*WHAT TO WORK ON*. Reproduce all the entries below, changing "placing one point on each" to "marking each with a single point" everywhere it appears and leaving everything else as it is. Omit the pictures.

++++ RECORDS FOR THE EXERCISE ++++

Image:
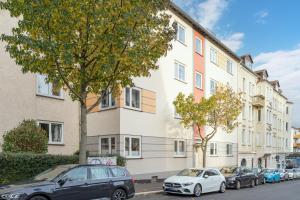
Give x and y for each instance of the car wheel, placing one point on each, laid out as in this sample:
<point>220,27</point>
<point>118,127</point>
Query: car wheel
<point>238,185</point>
<point>38,198</point>
<point>119,194</point>
<point>252,183</point>
<point>197,190</point>
<point>222,187</point>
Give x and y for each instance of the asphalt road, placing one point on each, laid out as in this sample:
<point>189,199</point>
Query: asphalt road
<point>289,190</point>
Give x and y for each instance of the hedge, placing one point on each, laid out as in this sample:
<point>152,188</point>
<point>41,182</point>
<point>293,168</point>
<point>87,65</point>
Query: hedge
<point>20,166</point>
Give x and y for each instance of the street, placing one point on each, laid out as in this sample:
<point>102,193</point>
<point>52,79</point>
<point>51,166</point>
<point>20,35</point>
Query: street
<point>279,191</point>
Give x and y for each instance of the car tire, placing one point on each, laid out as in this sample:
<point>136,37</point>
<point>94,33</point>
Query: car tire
<point>38,198</point>
<point>252,183</point>
<point>197,190</point>
<point>222,187</point>
<point>119,194</point>
<point>238,185</point>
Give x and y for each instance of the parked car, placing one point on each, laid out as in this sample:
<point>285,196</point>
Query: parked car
<point>259,176</point>
<point>291,174</point>
<point>238,177</point>
<point>74,182</point>
<point>296,173</point>
<point>195,182</point>
<point>272,176</point>
<point>283,174</point>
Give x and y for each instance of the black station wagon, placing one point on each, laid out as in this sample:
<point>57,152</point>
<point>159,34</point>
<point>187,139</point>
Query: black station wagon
<point>74,182</point>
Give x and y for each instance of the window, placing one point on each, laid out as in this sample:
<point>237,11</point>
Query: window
<point>213,149</point>
<point>47,89</point>
<point>98,173</point>
<point>179,71</point>
<point>108,100</point>
<point>77,174</point>
<point>179,148</point>
<point>229,67</point>
<point>132,147</point>
<point>213,56</point>
<point>243,137</point>
<point>259,115</point>
<point>133,98</point>
<point>118,172</point>
<point>180,33</point>
<point>107,145</point>
<point>198,80</point>
<point>198,46</point>
<point>229,149</point>
<point>213,86</point>
<point>54,131</point>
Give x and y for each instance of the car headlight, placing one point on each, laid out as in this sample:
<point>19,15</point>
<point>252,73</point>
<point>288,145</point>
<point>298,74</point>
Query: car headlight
<point>14,196</point>
<point>187,184</point>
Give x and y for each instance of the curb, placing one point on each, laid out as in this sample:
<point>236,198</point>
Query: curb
<point>150,192</point>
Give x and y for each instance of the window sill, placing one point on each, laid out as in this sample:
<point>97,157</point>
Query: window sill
<point>56,144</point>
<point>180,80</point>
<point>52,97</point>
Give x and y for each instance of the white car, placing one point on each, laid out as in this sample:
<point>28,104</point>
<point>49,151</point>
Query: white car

++++

*WRITTEN ANSWER*.
Image:
Give x and y for each instance of the car wheel, marking each with a single point, laid out as in this sample:
<point>220,27</point>
<point>118,127</point>
Query: car wheel
<point>238,185</point>
<point>38,198</point>
<point>119,194</point>
<point>252,183</point>
<point>197,190</point>
<point>222,187</point>
Give x and y for each instance of the asphalt road, marking each with a single point, laid out as in this sample:
<point>189,199</point>
Query: asphalt road
<point>289,190</point>
Give x and y for each instance of the hedge, marking each with a single point, laid out as in this sample:
<point>152,188</point>
<point>41,182</point>
<point>293,168</point>
<point>87,65</point>
Query: hedge
<point>20,166</point>
Give x and y for each instance of the street, marking each with a single point, laid out as in this sample:
<point>102,193</point>
<point>52,79</point>
<point>51,166</point>
<point>20,35</point>
Query: street
<point>279,191</point>
Give x and y for each instance of the car tire, marking each with a single point, laid out as in this sample:
<point>136,37</point>
<point>94,33</point>
Query: car tire
<point>38,198</point>
<point>252,183</point>
<point>197,190</point>
<point>222,187</point>
<point>119,194</point>
<point>238,185</point>
Give x and y for each instance of the parked car, marking each with a single point, laid out as in this sample:
<point>285,196</point>
Query: parked car
<point>259,176</point>
<point>291,174</point>
<point>238,177</point>
<point>74,182</point>
<point>296,173</point>
<point>195,182</point>
<point>272,176</point>
<point>283,174</point>
Give x and y for each instance of the black station wagon, marking each with a single point, laid out as in this sample:
<point>57,152</point>
<point>159,34</point>
<point>187,139</point>
Query: black station wagon
<point>74,182</point>
Give x and y for each instance of the window, marking each with a single point, laid out as in this sample:
<point>237,11</point>
Query: window
<point>213,149</point>
<point>47,89</point>
<point>98,173</point>
<point>179,71</point>
<point>108,100</point>
<point>77,174</point>
<point>179,148</point>
<point>229,67</point>
<point>132,147</point>
<point>213,56</point>
<point>243,137</point>
<point>259,115</point>
<point>133,98</point>
<point>118,172</point>
<point>180,33</point>
<point>107,145</point>
<point>198,80</point>
<point>198,46</point>
<point>229,149</point>
<point>213,86</point>
<point>54,131</point>
Give x and y for each instance of the car headlight, marking each with a single point, laid out as in this sample:
<point>19,15</point>
<point>252,73</point>
<point>288,145</point>
<point>298,74</point>
Query: car headlight
<point>14,196</point>
<point>187,184</point>
Give x and y for each instance of the curb, marking each with a single point, laid out as in this sample:
<point>236,198</point>
Query: curb
<point>150,192</point>
Give x and y for each instance of the window sill, marking each with a single point, laid out as in this sample:
<point>97,157</point>
Query: window sill
<point>56,144</point>
<point>180,80</point>
<point>52,97</point>
Give x and y for each instance of the white car, marking each with a single point, laid out as in this sample:
<point>28,104</point>
<point>49,151</point>
Query: white car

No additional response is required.